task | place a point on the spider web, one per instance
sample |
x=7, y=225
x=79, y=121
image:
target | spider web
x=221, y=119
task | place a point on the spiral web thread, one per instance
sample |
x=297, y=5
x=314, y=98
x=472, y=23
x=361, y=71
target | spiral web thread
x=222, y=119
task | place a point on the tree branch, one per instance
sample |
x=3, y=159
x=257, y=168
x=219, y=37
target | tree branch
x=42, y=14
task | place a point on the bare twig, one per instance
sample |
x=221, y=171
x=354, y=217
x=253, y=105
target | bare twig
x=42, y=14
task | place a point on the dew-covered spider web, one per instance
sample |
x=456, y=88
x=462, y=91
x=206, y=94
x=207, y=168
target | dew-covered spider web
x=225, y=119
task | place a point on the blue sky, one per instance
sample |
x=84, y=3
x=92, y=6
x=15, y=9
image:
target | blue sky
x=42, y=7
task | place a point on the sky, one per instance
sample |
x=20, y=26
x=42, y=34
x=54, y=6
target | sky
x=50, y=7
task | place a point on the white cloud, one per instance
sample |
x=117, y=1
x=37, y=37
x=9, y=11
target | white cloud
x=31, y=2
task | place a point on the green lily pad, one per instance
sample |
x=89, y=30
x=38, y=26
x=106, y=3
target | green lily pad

--

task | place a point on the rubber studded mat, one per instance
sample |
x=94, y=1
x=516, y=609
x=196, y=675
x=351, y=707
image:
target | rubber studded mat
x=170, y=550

To be done: Can you return, unchanged, the lines of the records that begin at the line containing "task | place a point on the green" and stop after the line containing "target | green lily pad", with both of those lines included?

Correct result:
task | place a point on the green lily pad, one per instance
sample |
x=89, y=30
x=38, y=26
x=106, y=3
target | green lily pad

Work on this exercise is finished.